* _PAGE TEXT_:

--------------------

Skip to content

fabric-testbed/fabric_ceph

Repository files navigation

FABRIC Ceph Manager Service

A lightweight REST service that orchestrates Ceph Dashboard APIs across one or more Ceph clusters. It standardizes common workflows:

  • CephX users: list, create/update (upsert), delete, export keyrings, and synchronize the same keyring across clusters.

  • CephFS subvolumes: create subvolume groups, create/resize subvolumes, get paths, existence checks, and delete — applied consistently across clusters.

  • Multi-cluster logic:

    • First success” discovery APIs (e.g., list users, export keyrings, get subvolume info).
    • Ensure/sync” APIs (create/update on a source cluster, then fan-out imports/operations to other clusters).

Built with Flask/Connexion (OpenAPI-first), requests for Dashboard calls, and paramiko to run ceph auth import over SSH when replicating CephX secrets.


Table of Contents


Features

  • 🔐 CephX user lifecycle via Dashboard REST:

    • GET /cluster/user — list
    • POST /cluster/user — create
    • PUT /cluster/user — update (with upsert in helper)
    • DELETE /cluster/user/{entity} — delete
    • POST /cluster/user/export — export keyrings (JSON or plaintext)
  • 📦 Keyring fan-out: export the keyring from a “source” cluster and SSH import it to all other clusters (ceph auth import) so the same secret is valid everywhere.

  • 🗂 CephFS subvolumes:

    • PUT /cephfs/subvolume/{vol_name} — create or resize subvolume
    • GET /cephfs/subvolume/{vol_name}/info — info/getpath
    • GET /cephfs/subvolume/{vol_name}/exists — existence probe
    • DELETE /cephfs/subvolume/{vol_name} — delete
  • 🧠 Cross-cluster helpers (in cluster_helper.py):

    • ensure_user_across_clusters, update_user_across_clusters, delete_user_across_clusters
    • ensure_subvolume_across_clusters, delete_subvolume_across_clusters
    • list_users_first_success, export_users_first_success
  • 🧾 Clear OpenAPI 3.0 contract (openapi.yml) and Connexion handlers.

--------------------

* _ENTRIES SHOWN_:
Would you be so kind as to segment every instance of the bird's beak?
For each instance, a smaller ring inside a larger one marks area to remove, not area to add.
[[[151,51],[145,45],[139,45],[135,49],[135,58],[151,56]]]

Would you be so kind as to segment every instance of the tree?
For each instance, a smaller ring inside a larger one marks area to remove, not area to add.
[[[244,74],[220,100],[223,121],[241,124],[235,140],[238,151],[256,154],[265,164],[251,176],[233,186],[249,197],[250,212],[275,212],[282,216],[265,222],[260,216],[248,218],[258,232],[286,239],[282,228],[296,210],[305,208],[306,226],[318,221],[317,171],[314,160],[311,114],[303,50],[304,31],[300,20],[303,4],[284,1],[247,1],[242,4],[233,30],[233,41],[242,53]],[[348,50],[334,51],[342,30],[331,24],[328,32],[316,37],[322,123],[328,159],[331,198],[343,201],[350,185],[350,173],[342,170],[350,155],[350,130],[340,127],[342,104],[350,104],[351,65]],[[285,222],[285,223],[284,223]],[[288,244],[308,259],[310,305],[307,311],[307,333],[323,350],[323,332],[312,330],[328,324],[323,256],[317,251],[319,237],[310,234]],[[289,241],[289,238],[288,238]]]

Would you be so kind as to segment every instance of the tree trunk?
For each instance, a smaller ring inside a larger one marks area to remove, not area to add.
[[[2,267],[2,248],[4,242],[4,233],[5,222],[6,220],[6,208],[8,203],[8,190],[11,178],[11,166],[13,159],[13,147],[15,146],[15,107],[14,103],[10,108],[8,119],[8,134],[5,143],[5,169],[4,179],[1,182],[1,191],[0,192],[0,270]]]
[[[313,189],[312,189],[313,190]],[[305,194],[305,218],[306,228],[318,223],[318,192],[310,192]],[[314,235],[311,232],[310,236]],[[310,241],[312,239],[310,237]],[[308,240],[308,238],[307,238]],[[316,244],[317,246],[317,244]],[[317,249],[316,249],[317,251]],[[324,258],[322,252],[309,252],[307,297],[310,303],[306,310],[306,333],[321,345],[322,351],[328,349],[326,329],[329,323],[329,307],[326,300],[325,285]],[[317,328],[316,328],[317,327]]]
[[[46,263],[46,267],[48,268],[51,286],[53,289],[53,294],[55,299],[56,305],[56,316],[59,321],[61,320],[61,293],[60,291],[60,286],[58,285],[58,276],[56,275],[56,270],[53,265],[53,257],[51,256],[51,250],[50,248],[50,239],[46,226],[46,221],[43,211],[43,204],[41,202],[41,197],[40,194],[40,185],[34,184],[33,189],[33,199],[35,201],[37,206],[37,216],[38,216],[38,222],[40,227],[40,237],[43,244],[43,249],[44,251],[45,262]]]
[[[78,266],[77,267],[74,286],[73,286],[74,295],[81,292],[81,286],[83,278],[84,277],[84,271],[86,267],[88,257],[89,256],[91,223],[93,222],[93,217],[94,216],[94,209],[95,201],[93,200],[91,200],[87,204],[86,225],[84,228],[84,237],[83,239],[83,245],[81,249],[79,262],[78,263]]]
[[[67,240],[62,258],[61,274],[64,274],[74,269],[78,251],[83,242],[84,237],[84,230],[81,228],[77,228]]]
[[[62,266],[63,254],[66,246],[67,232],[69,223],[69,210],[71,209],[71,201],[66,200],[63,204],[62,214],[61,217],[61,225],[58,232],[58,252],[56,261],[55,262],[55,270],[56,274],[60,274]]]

--------------------

* _TASK INSTRUCTIONS_:
1. According to the FABRIC Ceph Manager Service page, which library does the service use to run ceph auth import over SSH?
2. Continue the FABRIC Ceph Manager Service page from its last line, after the entries.

* _THE REPLIES_:
1. paramiko

2.
Architecture

               +-------------------+            +---------------------+
  Client  ---> |  Flask + Connexion|  REST ---> |  DashClient (REST)  |
               |  (OpenAPI-first)  |            |  /api/auth + calls  |
               +-------------------+            +----------+----------+
                         |                                |
                         |                                | Keyring text
                         |                            export_keyring()
                         v                                |
               +-------------------+                      |
               |  cluster_helper   | <-- SSH (paramiko) --+
               |  (multi-cluster   |     ceph auth import
               |   orchestration)  |
               +-------------------+
  • DashClient logs into each cluster’s Dashboard (/api/auth) to get a JWT then calls the documented endpoints.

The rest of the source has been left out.